• Your task: Copy each of the following items word for word, leaving every line unchanged.
** start of Input data **
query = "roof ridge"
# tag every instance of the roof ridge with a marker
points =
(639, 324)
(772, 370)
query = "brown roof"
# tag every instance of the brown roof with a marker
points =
** end of Input data **
• Answer to the exercise:
query = "roof ridge"
# tag every instance of the roof ridge with a marker
points =
(639, 324)
(772, 370)
query = "brown roof"
# tag every instance of the brown roof with a marker
points =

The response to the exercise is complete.